[[ EXERCISE INPUT open ]]

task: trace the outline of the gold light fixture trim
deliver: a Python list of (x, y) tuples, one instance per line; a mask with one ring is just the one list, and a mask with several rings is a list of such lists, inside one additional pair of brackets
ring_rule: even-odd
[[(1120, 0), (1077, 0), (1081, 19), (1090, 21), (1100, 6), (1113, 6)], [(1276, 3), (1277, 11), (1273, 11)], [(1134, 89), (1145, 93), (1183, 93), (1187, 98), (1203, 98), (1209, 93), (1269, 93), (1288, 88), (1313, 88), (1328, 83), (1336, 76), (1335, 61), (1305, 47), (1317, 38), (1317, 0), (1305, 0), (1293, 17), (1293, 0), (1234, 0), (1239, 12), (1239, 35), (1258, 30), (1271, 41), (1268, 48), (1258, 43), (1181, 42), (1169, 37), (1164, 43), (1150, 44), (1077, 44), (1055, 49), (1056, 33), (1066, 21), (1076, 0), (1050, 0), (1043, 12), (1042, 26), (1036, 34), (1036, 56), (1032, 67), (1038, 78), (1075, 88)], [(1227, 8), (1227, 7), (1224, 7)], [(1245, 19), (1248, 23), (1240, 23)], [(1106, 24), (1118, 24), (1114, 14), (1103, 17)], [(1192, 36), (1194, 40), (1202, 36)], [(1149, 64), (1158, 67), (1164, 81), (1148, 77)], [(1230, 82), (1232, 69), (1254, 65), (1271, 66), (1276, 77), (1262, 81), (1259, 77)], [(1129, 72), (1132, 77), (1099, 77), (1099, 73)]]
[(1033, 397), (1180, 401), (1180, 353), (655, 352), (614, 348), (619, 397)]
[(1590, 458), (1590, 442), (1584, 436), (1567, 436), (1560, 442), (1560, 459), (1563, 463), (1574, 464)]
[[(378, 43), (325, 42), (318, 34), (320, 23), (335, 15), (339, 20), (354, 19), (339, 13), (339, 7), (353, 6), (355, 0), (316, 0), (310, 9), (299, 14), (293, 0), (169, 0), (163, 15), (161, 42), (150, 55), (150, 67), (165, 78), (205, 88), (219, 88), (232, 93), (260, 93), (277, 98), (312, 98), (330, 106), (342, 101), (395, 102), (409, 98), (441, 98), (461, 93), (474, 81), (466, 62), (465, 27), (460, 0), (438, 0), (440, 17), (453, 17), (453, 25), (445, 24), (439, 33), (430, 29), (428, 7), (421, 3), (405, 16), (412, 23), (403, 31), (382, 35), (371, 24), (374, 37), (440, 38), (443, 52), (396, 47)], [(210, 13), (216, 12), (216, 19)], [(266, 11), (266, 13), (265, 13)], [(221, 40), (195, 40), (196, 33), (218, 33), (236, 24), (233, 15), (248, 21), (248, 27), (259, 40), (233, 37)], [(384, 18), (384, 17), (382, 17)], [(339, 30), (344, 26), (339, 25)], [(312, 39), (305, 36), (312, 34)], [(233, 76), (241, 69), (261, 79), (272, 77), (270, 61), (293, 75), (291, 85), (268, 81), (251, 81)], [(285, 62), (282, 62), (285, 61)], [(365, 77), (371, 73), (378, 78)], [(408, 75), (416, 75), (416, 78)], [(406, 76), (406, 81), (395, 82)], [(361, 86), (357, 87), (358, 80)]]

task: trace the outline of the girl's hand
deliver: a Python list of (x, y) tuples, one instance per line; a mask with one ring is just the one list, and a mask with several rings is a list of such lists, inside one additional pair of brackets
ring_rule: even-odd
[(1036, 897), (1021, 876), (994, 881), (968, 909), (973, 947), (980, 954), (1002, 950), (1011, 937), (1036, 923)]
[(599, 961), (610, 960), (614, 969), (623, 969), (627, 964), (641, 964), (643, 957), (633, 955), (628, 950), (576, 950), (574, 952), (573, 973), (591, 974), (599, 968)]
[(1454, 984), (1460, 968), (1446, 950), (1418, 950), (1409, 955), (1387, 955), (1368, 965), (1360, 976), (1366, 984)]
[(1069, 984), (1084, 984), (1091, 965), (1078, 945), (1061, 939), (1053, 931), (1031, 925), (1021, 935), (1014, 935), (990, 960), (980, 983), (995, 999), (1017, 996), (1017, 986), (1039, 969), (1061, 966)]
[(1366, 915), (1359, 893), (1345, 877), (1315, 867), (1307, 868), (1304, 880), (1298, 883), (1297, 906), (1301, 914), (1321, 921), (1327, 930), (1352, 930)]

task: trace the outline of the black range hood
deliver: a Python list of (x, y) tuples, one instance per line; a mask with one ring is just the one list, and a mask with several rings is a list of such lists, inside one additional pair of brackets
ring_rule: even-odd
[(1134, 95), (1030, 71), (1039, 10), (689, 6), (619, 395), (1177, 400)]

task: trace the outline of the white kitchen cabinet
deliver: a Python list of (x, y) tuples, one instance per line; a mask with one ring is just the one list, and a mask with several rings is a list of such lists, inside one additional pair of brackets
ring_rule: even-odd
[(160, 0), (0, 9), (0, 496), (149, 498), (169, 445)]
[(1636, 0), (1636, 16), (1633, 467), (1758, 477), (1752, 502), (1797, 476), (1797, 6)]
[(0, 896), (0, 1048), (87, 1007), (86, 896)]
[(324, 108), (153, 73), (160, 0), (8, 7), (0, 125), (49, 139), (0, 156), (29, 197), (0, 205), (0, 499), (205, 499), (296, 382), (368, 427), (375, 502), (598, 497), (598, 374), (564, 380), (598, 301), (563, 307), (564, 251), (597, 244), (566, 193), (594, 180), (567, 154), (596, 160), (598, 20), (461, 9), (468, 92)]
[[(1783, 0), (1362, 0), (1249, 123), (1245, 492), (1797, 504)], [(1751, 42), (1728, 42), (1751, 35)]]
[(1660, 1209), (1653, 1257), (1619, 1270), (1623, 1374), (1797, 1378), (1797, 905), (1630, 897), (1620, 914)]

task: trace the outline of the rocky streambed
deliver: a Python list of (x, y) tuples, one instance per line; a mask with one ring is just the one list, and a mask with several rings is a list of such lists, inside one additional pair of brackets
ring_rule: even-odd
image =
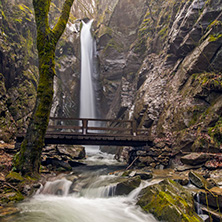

[[ EXERCISE INPUT closed ]]

PROMPT:
Each record above must be set down again unchanged, with its pictures left out.

ANSWER SECTION:
task: trace the outline of the gold light fixture trim
deliver: a Python list of (x, y) tuples, one instance per line; a mask with one ring is just the one list, and a mask with several rings is a list of such lists, inside one additional pair of brackets
ring_rule: even-odd
[[(1120, 0), (1077, 0), (1081, 19), (1090, 21), (1100, 6), (1113, 6)], [(1276, 3), (1277, 11), (1273, 11)], [(1134, 89), (1145, 93), (1183, 93), (1187, 98), (1203, 98), (1209, 93), (1269, 93), (1288, 88), (1313, 88), (1328, 83), (1336, 76), (1335, 61), (1305, 47), (1317, 38), (1317, 0), (1305, 0), (1293, 17), (1293, 0), (1234, 0), (1239, 12), (1239, 35), (1258, 30), (1271, 41), (1268, 48), (1258, 43), (1181, 42), (1169, 37), (1164, 43), (1150, 44), (1077, 44), (1055, 49), (1056, 33), (1066, 21), (1076, 0), (1050, 0), (1043, 12), (1042, 26), (1036, 34), (1036, 56), (1032, 67), (1038, 78), (1075, 88)], [(1227, 8), (1227, 7), (1224, 7)], [(1245, 19), (1248, 23), (1240, 23)], [(1106, 24), (1118, 24), (1114, 14), (1103, 17)], [(1192, 36), (1194, 40), (1202, 36)], [(1149, 64), (1158, 67), (1164, 81), (1148, 77)], [(1230, 82), (1232, 69), (1254, 65), (1271, 66), (1276, 77), (1262, 81), (1259, 77)], [(1129, 72), (1132, 77), (1099, 77), (1099, 73)]]
[(1033, 397), (1180, 401), (1180, 353), (655, 352), (614, 348), (619, 397)]
[(1590, 458), (1590, 442), (1584, 436), (1567, 436), (1560, 442), (1560, 459), (1563, 463), (1574, 464)]
[[(378, 43), (325, 42), (318, 34), (320, 23), (335, 15), (339, 20), (354, 19), (339, 13), (339, 7), (353, 6), (355, 0), (316, 0), (310, 9), (299, 14), (293, 0), (169, 0), (163, 15), (161, 42), (150, 55), (150, 67), (165, 78), (205, 88), (219, 88), (232, 93), (260, 93), (277, 98), (312, 98), (330, 106), (342, 101), (395, 102), (409, 98), (441, 98), (461, 93), (474, 81), (466, 62), (465, 27), (460, 0), (438, 0), (440, 17), (453, 17), (453, 25), (445, 24), (439, 33), (430, 29), (428, 7), (421, 3), (405, 16), (412, 23), (403, 31), (382, 35), (371, 24), (374, 37), (440, 38), (443, 52), (396, 47)], [(210, 13), (216, 12), (216, 19)], [(266, 11), (266, 13), (265, 13)], [(221, 40), (195, 40), (196, 33), (218, 33), (236, 24), (233, 15), (248, 21), (248, 27), (259, 40), (233, 37)], [(384, 18), (384, 17), (382, 17)], [(339, 30), (344, 26), (339, 25)], [(312, 39), (305, 36), (312, 34)], [(233, 76), (241, 69), (261, 79), (272, 77), (270, 61), (293, 75), (291, 85), (268, 81), (251, 81)], [(285, 62), (282, 62), (285, 61)], [(365, 77), (371, 73), (378, 78)], [(408, 75), (416, 75), (416, 78)], [(406, 76), (406, 81), (395, 82)], [(361, 86), (357, 87), (358, 80)]]

task: trace the outline of the girl's hand
deliver: a Python list of (x, y) tuples, one instance per line; a mask with one ring is just the one list, and a mask with several rings is a list of such lists, inside one additional pair of brackets
ring_rule: even-odd
[(1036, 897), (1021, 876), (994, 881), (968, 909), (973, 947), (980, 954), (1002, 950), (1011, 937), (1036, 923)]
[(599, 961), (610, 960), (614, 969), (623, 969), (627, 964), (641, 964), (643, 957), (633, 955), (628, 950), (576, 950), (574, 952), (573, 973), (591, 974), (599, 968)]
[(1454, 984), (1460, 968), (1446, 950), (1418, 950), (1409, 955), (1387, 955), (1368, 965), (1360, 976), (1366, 984)]
[(1069, 984), (1084, 984), (1091, 965), (1078, 945), (1061, 939), (1053, 931), (1031, 925), (1021, 935), (1014, 935), (990, 960), (980, 983), (995, 999), (1017, 996), (1017, 986), (1039, 969), (1061, 966)]
[(1366, 915), (1359, 893), (1345, 877), (1315, 867), (1307, 868), (1304, 880), (1298, 883), (1297, 906), (1301, 914), (1321, 921), (1327, 930), (1352, 930)]

task: trace the outline of the black range hood
deliver: a Python list of (x, y) tuples, one instance per line; a mask with one ring is just the one list, and a mask with several rings is a list of such lists, inside one additional pair of brackets
ring_rule: even-odd
[(1134, 95), (1030, 71), (1039, 10), (689, 6), (619, 395), (1177, 400)]

task: trace the outline of the white kitchen cabinet
deliver: a Python list of (x, y) tuples, one instance per line; a mask with one ring is just the one list, and a mask with several rings is a list of such lists, inside one additional pair of brackets
ring_rule: even-odd
[(160, 0), (0, 9), (0, 496), (149, 498), (169, 445)]
[(1636, 0), (1636, 16), (1633, 467), (1758, 477), (1752, 502), (1797, 476), (1797, 6)]
[(0, 896), (0, 1048), (87, 1007), (86, 896)]
[(324, 108), (153, 73), (160, 0), (8, 7), (0, 125), (49, 139), (0, 156), (29, 197), (0, 205), (0, 499), (205, 499), (296, 382), (368, 427), (375, 502), (598, 497), (598, 374), (564, 380), (598, 301), (563, 307), (564, 251), (597, 244), (566, 193), (594, 180), (567, 154), (596, 160), (598, 20), (461, 9), (468, 92)]
[[(1783, 0), (1362, 0), (1249, 123), (1245, 492), (1797, 504)], [(1751, 42), (1728, 42), (1751, 35)]]
[(1660, 1209), (1653, 1257), (1619, 1270), (1623, 1374), (1797, 1378), (1797, 905), (1630, 897), (1620, 914)]

task: trace the outline of the rocky streambed
deliver: a Python list of (x, y) tuples, one instance per line; a mask with one ring is just the one list, and a mask with several rings is a list of such lists, inside one additional pair of brackets
ring_rule: even-odd
image =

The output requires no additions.